__Enunciado A__. Diga se cada afirmação concorda com o texto sobre a farmácia para diabéticos: (i) Mônica Lanzi é diabética; (ii) a sede da Doce Vida fica em Blumenau; (iii) antes de abrir a farmácia, ela trabalhava como executiva de vendas numa multinacional. Responda sim ou não e cite sem mudanças as palavras do texto que decidem.
__Enunciado B__. Repita sem nenhuma alteração o trecho do texto sobre a farmácia para diabéticos que abre com as palavras "Sem açúcar, com" e fecha com "produtos para diabéticos.".
__Enunciado C__. Dê sequência ao texto sobre a farmácia para diabéticos a partir do ponto em que ele para.

__Trecho do texto__.
====================

Sem açúcar, com afeto
 

A farmacêutica Mônica Lanzi, depois de ter sido demitida de uma multinacional, onde atuava como executiva de vendas, decidiu investir todas as suas economias na abertura de uma farmácia especializada em produtos para diabéticos.

Essa simpática mineira, que vive em Blumenau, cidade onde fica a sede da Doce Vida, sua farmácia, conta que percebeu, mesmo não sendo diabética, que as pessoas com esse problema necessitavam ir em diversos lugares diferentes para conseguir os produtos e medicamentos que necessitavam. Ela também se deu conta de que o nível de atendimento e informação de estabelecimento como farmácias e supermercados, estava muito aquém do que esse público realmente precisava, além de, na maioria das vezes, os produtos estarem expostos de maneira desorganizada, muitas vezes misturados a itens para não-diabéticos. “Eu percebi que muitas farmácias não vendiam insulina, ou algumas vendiam a caneta, mas não comercializava a agulha, ou ainda não possuíam a seringa. Os funcionários não são treinados para dar orientação, ou ainda, nas gôndolas dos supermercados, tudo estava misturado, light e diet. Então eu pensei: por que eu não posso colocar tudo em lugar só e, além disso, orientar o paciente diabético a utilizar a medicação corretamente?”, relembra a empresária.

====================

__Registros extraídos__.
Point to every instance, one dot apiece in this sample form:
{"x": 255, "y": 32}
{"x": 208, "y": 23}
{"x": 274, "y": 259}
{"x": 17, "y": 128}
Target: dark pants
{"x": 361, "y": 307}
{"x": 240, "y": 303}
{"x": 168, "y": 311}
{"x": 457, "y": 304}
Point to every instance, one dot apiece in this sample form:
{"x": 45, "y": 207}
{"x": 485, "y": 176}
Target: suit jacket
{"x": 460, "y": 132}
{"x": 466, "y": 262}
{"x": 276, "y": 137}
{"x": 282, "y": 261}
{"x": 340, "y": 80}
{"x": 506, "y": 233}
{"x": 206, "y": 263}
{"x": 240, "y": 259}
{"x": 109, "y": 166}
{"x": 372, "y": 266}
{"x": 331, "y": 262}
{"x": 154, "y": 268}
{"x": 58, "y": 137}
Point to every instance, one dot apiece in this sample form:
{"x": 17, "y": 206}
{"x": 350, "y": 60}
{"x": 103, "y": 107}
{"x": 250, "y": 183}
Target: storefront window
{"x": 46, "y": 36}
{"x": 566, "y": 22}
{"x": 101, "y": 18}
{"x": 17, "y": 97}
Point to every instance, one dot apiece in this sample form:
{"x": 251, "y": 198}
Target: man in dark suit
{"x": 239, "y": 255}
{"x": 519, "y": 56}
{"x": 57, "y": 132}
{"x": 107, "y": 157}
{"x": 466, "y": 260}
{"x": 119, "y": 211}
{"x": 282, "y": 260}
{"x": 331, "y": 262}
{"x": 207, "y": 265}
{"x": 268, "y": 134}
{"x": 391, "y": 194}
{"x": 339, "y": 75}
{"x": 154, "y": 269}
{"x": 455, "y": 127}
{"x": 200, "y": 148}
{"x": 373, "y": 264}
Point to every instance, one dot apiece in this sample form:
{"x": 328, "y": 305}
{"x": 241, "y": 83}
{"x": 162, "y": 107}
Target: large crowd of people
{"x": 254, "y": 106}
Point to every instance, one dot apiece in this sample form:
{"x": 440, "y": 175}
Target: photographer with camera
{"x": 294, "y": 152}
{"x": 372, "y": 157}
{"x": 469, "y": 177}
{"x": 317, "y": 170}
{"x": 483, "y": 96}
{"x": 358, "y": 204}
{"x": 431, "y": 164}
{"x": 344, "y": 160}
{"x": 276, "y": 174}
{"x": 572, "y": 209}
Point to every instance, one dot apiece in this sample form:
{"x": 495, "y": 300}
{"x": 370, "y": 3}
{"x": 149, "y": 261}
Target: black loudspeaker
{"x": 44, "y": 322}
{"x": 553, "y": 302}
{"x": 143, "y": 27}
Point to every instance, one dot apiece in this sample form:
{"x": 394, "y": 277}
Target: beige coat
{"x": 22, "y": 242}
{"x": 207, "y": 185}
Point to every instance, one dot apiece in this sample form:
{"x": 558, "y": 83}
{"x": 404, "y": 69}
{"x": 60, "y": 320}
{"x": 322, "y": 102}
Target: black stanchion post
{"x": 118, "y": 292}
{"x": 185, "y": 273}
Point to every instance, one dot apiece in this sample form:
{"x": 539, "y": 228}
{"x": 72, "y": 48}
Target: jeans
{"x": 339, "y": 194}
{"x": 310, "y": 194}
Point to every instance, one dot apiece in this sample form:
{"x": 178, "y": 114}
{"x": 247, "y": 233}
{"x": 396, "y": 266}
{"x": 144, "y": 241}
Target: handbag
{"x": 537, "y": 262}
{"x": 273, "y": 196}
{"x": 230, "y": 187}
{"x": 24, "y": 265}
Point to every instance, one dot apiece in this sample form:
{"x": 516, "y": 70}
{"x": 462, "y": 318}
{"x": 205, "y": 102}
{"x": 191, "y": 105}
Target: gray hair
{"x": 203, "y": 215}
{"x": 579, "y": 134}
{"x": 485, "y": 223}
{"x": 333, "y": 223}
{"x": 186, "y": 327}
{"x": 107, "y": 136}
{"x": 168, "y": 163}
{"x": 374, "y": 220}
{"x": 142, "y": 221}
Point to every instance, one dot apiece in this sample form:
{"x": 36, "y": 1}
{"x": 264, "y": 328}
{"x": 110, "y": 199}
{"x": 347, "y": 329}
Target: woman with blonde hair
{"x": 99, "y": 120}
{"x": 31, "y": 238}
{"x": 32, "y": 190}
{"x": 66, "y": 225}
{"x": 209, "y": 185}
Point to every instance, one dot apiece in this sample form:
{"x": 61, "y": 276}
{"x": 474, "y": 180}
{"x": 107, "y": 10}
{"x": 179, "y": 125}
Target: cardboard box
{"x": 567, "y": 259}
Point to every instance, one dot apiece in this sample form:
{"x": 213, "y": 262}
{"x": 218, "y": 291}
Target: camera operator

====================

__Resposta do exercício A__.
(i) Não: "mesmo não sendo diabética"
(ii) Sim: "Blumenau, cidade onde fica a sede da Doce Vida"
(iii) Sim: "depois de ter sido demitida de uma multinacional, onde atuava como executiva de vendas"

__Resposta do exercício B__.
Sem açúcar, com afeto
 

A farmacêutica Mônica Lanzi, depois de ter sido demitida de uma multinacional, onde atuava como executiva de vendas, decidiu investir todas as suas economias na abertura de uma farmácia especializada em produtos para diabéticos.

__Resposta do exercício C__.
O desejo da farmacêutica era montar uma farmácia que fosse a extensão do consultório médico, com atendentes preparados e capacitados para atender e orientar esse público, que possui necessidades tão particulares. Para isso, foi preciso convencer a classe médica de Blumenau do papel fundamental da farmácia no combate e tratamento do diabetes. “Hoje é sabido que para tratar o diabetes é preciso uma equipe multidisciplinar. Então, no início eu consultava os médicos e dizia que eu queria ser a extensão de seus consultórios, que as informações sobre aplicação de insulina, sobre como tomar medicação e fazer o teste, poderiam ser todas adquiridas no balcão da farmácia. O grande desafio foi convencê-los de que isso seria possível”, confessa ela.

O fato é que o bom atendimento e as orientações para o paciente com diabetes foram os trunfos na manga de Mônica para fazer o seu negócio prosperar. Em 2008, a empresária deu outro importante passo e, bastante certeiro por sinal: levou a Doce Vida para o e-commerce, e passou a adoçar a vida de diabéticos em todo o País. Hoje, ela revela que 70% do faturamento da empresa deriva da operação on-line, sendo que no ano passado, a Doce Vida registrou faturamento de um milhão e meio de reais.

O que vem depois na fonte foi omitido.